INFORMATION SUPPLIED:
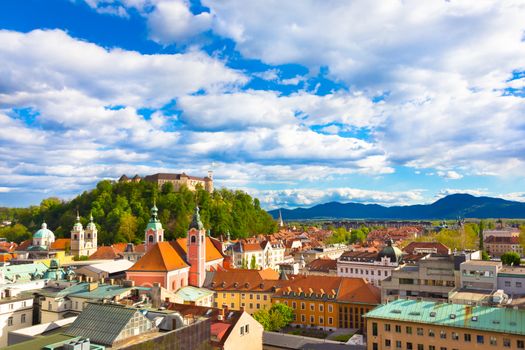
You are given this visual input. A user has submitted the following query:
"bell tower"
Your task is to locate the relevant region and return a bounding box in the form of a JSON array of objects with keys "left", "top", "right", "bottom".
[
  {"left": 145, "top": 204, "right": 164, "bottom": 250},
  {"left": 71, "top": 211, "right": 86, "bottom": 256},
  {"left": 187, "top": 206, "right": 206, "bottom": 287}
]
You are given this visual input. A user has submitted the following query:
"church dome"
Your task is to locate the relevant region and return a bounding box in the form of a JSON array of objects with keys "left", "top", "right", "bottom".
[
  {"left": 377, "top": 239, "right": 403, "bottom": 263},
  {"left": 33, "top": 222, "right": 55, "bottom": 242}
]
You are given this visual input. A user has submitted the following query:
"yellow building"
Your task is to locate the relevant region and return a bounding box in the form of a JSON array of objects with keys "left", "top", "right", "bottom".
[
  {"left": 365, "top": 299, "right": 525, "bottom": 350},
  {"left": 208, "top": 269, "right": 282, "bottom": 314},
  {"left": 272, "top": 275, "right": 381, "bottom": 330}
]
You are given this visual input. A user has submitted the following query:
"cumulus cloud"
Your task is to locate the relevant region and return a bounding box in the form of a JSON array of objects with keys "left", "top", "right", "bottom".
[{"left": 248, "top": 187, "right": 424, "bottom": 209}]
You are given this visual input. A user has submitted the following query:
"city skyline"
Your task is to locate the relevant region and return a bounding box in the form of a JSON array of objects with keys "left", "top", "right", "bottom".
[{"left": 0, "top": 0, "right": 525, "bottom": 209}]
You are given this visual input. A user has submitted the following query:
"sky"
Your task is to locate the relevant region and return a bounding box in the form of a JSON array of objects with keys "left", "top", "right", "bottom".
[{"left": 0, "top": 0, "right": 525, "bottom": 209}]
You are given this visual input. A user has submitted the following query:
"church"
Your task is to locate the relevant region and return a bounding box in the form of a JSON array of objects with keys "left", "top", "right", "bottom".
[{"left": 126, "top": 206, "right": 224, "bottom": 291}]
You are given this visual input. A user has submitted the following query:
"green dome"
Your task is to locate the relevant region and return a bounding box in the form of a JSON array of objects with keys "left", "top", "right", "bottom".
[
  {"left": 33, "top": 222, "right": 55, "bottom": 241},
  {"left": 377, "top": 240, "right": 403, "bottom": 263}
]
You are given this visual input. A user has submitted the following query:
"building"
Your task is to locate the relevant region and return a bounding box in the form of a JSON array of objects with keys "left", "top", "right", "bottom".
[
  {"left": 403, "top": 242, "right": 450, "bottom": 255},
  {"left": 304, "top": 259, "right": 337, "bottom": 276},
  {"left": 381, "top": 255, "right": 459, "bottom": 303},
  {"left": 206, "top": 269, "right": 281, "bottom": 314},
  {"left": 126, "top": 206, "right": 224, "bottom": 292},
  {"left": 337, "top": 240, "right": 408, "bottom": 286},
  {"left": 71, "top": 212, "right": 98, "bottom": 256},
  {"left": 365, "top": 299, "right": 525, "bottom": 350},
  {"left": 483, "top": 236, "right": 523, "bottom": 257},
  {"left": 140, "top": 171, "right": 213, "bottom": 193},
  {"left": 272, "top": 276, "right": 381, "bottom": 330}
]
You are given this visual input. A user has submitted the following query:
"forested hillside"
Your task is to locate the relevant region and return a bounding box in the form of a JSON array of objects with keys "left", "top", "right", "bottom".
[{"left": 0, "top": 180, "right": 276, "bottom": 244}]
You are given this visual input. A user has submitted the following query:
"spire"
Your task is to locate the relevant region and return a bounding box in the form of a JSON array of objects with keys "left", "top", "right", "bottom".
[{"left": 190, "top": 206, "right": 204, "bottom": 231}]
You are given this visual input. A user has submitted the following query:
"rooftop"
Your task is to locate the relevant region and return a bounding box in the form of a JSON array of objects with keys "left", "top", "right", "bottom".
[{"left": 366, "top": 299, "right": 525, "bottom": 335}]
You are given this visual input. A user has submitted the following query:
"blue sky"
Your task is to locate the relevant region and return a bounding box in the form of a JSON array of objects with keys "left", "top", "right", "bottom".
[{"left": 0, "top": 0, "right": 525, "bottom": 208}]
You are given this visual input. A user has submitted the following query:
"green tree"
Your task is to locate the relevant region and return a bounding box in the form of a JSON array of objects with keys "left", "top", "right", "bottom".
[
  {"left": 253, "top": 303, "right": 293, "bottom": 332},
  {"left": 118, "top": 213, "right": 137, "bottom": 242},
  {"left": 250, "top": 255, "right": 257, "bottom": 270},
  {"left": 501, "top": 252, "right": 521, "bottom": 266}
]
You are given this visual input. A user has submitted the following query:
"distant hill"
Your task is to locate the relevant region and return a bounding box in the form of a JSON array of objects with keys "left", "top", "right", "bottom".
[{"left": 269, "top": 194, "right": 525, "bottom": 220}]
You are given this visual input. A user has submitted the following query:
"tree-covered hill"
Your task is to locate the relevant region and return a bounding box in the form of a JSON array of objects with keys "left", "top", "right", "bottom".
[{"left": 0, "top": 180, "right": 276, "bottom": 244}]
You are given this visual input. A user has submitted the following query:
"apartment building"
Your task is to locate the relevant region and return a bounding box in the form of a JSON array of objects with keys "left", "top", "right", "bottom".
[
  {"left": 365, "top": 299, "right": 525, "bottom": 350},
  {"left": 272, "top": 275, "right": 380, "bottom": 330}
]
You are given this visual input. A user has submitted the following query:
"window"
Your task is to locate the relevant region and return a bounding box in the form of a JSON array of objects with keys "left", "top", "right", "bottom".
[{"left": 476, "top": 334, "right": 485, "bottom": 344}]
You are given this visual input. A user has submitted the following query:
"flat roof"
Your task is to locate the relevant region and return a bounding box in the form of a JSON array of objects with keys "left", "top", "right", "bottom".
[{"left": 365, "top": 299, "right": 525, "bottom": 335}]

TASK:
Count the lines in the listing above that contain the string "building" with case matching exactly. Reply with the number alone.

ANSWER IN FULL:
3